Set task 1 — In the forum thread, what amount was the check the passenger gave the driver?
Set task 2 — Decide whether each statement agrees with the forum thread, answering yes or no and quoting the deciding words: (a) The passenger had ridden with Uber before. (b) The driver told the passenger that tips could only be given in cash. (c) The passenger came back out about a minute after going inside.
Set task 3 — Summarize the forum thread in two sentences.

# Wrote me a check



## A_Driver (Dec 2, 2016)

Had a passenger last night, he was a little drunk and kinda emotional about his first child being born soon. Had a good conversation with him over a 20 minute drive. This was his first Uber ride ever and he assumed he could tip in app. When we arrived at his home I explained tips can only be give in cash not in app. He said, "wow I feel like such a shmuck, I don't have any cash one me, can you wait just a minute while I run inside?" He came back out 60 seconds later with a personal check made out to cash for $10. I haven't wrote a check in years. It was weird getting one for $10 lol. Anyone else get tips with checks?


----------



## tohunt4me (Nov 23, 2015)

A_Driver said:


> Had a passenger last night, he was a little drunk and kinda emotional about his first child being born soon. Had a good conversation with him over a 20 minute drive. This was his first Uber ride ever and he assumed he could tip in app. When we arrived at his home I explained tips can only be give in cash not in app. He said, "wow I feel like such a shmuck, I don't have any cash one me, can you wait just a minute while I run inside?" He came back out 60 seconds later with a personal check made out to cash for $10. I haven't wrote a check in years. It was weird getting one for $10 lol. Anyone else get tips with checks?

Listing —

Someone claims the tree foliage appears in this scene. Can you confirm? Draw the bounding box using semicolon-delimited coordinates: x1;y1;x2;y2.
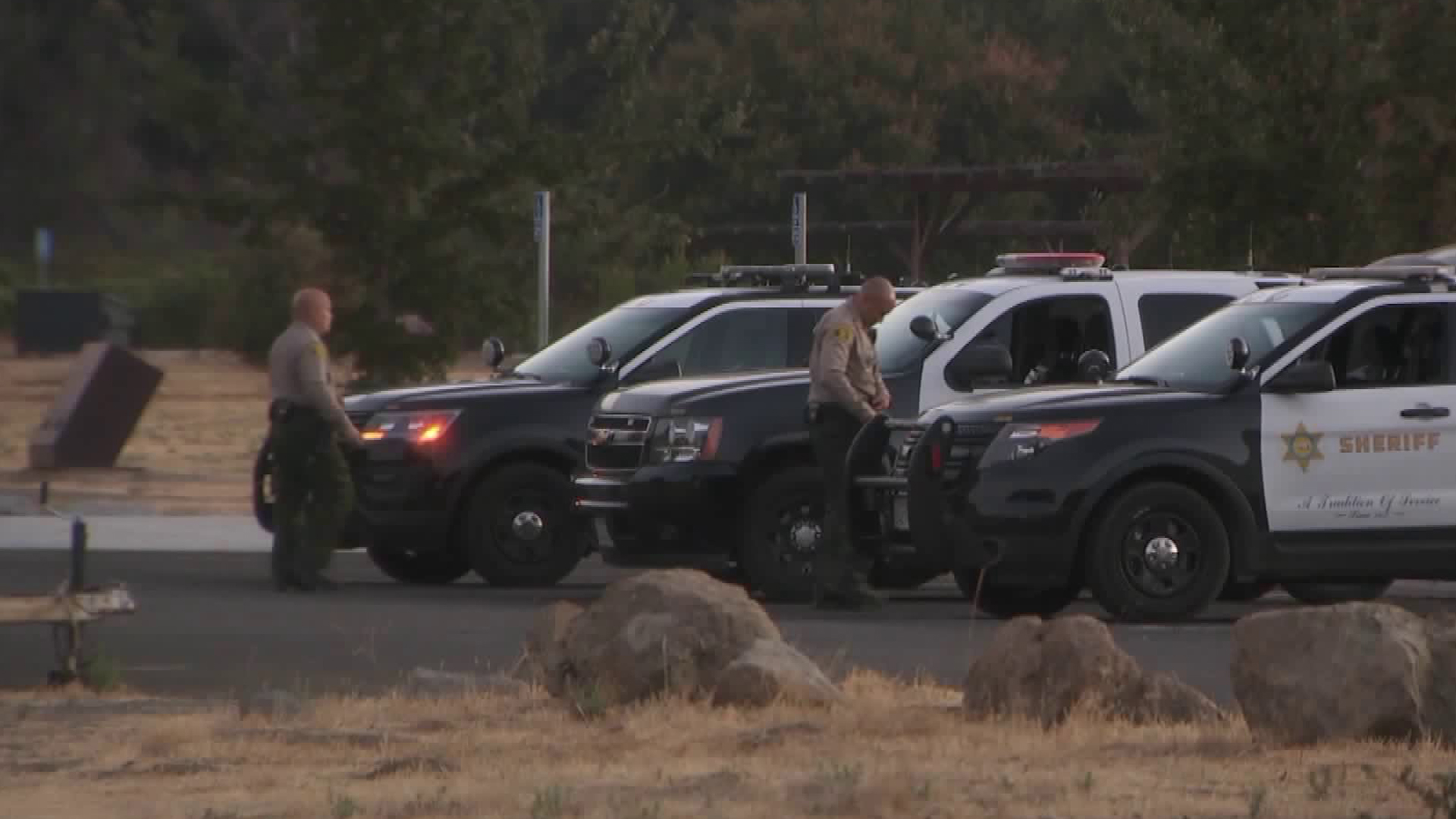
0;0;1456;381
--
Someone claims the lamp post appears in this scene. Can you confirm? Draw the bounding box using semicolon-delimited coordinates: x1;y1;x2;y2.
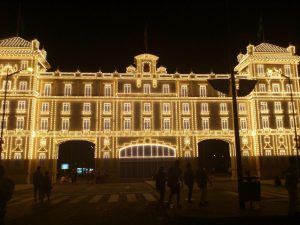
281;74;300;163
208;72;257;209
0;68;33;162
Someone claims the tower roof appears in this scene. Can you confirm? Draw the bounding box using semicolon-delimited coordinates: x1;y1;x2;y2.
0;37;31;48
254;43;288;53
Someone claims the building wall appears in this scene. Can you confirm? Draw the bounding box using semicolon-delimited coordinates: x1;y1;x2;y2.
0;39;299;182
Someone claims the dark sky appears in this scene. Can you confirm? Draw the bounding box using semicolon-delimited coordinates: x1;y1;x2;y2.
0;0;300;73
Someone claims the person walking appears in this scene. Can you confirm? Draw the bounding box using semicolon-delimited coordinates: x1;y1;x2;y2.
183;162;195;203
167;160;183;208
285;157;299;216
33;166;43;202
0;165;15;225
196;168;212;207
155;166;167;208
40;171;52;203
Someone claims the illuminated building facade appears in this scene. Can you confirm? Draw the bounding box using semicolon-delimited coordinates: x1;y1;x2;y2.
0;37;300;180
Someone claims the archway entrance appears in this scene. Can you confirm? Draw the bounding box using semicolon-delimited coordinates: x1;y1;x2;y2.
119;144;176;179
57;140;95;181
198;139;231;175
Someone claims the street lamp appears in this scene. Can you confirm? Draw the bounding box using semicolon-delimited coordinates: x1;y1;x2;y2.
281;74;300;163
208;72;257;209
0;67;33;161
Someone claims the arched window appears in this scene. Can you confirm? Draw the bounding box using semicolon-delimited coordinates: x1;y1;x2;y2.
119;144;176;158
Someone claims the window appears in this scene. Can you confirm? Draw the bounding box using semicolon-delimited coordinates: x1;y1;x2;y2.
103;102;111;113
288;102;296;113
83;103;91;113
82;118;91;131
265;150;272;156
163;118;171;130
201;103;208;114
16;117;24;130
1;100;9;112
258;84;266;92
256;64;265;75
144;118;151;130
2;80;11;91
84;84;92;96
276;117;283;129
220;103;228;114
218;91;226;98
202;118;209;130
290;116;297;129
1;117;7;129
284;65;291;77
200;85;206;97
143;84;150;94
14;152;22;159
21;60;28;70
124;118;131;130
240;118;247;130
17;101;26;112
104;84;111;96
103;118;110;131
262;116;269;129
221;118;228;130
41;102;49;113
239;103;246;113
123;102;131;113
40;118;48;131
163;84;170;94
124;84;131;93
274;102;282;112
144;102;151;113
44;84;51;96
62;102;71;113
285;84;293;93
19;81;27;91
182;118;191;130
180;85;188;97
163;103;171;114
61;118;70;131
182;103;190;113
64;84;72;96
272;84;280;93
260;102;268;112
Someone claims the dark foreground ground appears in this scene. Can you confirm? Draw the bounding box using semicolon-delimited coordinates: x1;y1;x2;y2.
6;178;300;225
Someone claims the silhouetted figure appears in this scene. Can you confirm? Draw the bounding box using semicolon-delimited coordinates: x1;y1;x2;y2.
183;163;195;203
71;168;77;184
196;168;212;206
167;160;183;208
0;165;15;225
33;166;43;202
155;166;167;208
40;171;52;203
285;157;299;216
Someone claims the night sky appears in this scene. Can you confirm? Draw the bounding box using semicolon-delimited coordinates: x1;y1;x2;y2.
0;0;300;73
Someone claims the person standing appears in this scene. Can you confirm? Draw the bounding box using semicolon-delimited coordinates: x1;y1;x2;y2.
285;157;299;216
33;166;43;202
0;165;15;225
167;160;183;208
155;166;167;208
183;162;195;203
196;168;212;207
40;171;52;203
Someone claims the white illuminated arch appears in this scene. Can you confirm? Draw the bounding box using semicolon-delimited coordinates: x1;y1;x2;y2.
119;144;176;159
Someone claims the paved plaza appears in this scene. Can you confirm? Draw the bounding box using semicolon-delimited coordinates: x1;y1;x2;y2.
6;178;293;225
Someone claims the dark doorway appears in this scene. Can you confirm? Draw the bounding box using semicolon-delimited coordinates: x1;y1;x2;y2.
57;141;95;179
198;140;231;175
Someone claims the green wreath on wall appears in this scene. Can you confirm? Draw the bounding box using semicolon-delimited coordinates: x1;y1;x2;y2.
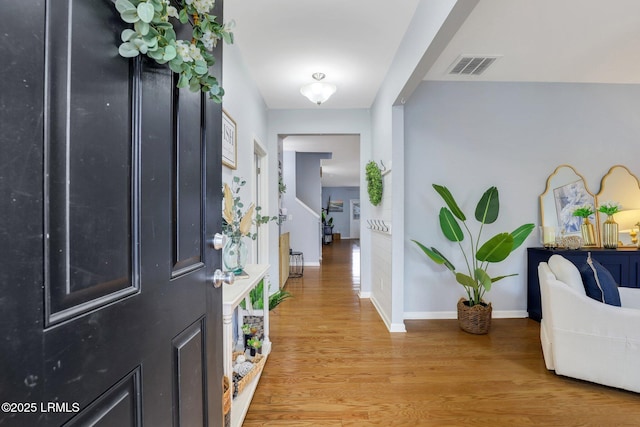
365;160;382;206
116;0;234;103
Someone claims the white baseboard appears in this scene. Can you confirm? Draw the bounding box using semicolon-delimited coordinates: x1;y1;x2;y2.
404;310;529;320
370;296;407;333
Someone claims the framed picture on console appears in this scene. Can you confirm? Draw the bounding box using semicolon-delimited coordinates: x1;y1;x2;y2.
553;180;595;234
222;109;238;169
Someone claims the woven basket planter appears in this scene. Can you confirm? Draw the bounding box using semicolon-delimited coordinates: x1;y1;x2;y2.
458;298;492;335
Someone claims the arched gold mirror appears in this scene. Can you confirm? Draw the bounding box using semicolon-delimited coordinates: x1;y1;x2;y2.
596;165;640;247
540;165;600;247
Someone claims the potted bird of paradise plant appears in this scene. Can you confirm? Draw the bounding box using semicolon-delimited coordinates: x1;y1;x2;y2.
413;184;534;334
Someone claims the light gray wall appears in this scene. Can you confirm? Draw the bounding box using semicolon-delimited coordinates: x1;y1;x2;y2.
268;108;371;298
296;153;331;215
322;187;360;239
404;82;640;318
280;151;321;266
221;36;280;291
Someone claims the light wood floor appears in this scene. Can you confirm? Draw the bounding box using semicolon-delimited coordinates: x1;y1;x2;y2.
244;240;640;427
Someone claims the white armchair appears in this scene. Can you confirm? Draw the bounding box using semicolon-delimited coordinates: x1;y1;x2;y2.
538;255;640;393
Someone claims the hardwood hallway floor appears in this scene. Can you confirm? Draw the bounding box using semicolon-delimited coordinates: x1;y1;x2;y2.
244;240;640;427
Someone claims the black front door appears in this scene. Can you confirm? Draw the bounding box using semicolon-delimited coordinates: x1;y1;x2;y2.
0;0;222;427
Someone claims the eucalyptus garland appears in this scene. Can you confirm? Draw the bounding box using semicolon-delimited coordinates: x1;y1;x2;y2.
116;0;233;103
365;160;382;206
* * *
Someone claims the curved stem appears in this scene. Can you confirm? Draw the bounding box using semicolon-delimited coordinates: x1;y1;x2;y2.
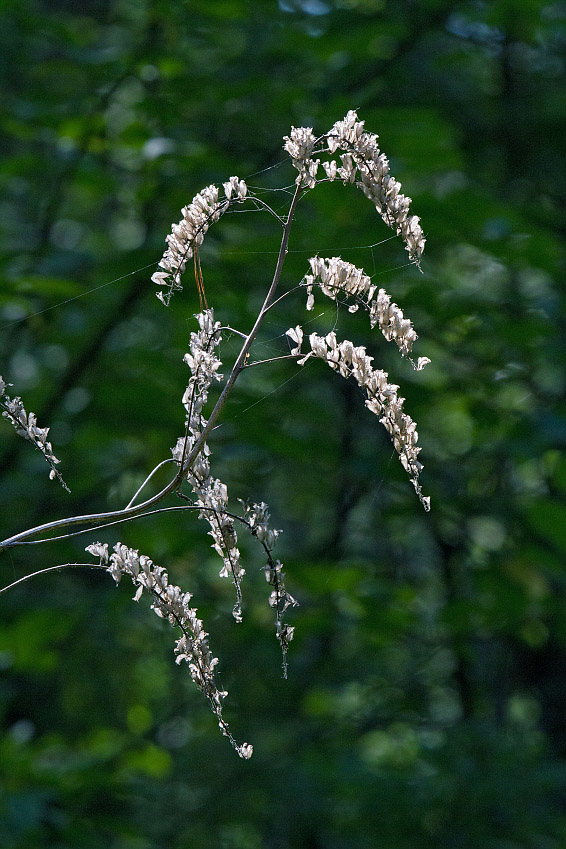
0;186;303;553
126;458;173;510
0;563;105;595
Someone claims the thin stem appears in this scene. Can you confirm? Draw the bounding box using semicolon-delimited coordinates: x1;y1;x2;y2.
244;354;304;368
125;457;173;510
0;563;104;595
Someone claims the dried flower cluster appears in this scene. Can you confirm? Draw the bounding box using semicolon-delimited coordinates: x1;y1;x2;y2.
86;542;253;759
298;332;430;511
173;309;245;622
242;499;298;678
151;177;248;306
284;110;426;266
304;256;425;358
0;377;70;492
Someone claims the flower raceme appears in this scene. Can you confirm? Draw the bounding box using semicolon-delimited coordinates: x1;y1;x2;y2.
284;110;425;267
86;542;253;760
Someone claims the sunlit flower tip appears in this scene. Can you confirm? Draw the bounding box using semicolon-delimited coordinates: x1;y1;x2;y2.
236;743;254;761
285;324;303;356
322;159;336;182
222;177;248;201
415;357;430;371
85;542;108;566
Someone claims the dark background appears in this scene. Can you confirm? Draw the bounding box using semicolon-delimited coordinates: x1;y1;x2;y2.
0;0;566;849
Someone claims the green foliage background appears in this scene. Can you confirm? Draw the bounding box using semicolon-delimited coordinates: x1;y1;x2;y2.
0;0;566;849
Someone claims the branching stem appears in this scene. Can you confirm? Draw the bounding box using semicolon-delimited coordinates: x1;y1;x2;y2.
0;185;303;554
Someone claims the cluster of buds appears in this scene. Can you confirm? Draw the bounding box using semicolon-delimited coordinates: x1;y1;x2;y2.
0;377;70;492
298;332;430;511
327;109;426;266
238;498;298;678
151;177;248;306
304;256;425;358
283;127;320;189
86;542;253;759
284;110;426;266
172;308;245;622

Written answer 1 — $10, on a personal check made out to cash.

Written answer 2 —
(a) No: "This was his first Uber ride ever"
(b) Yes: "I explained tips can only be give in cash not in app"
(c) Yes: "He came back out 60 seconds later"

Written answer 3 — A driver describes a slightly drunk passenger on his first Uber ride who thought he could tip in the app and, told that tips were cash only and having no cash, ran inside and returned with a $10 personal check made out to cash. The driver found getting a check for $10 weird and asks whether anyone else has received tips by check, and a second post quotes the original in full.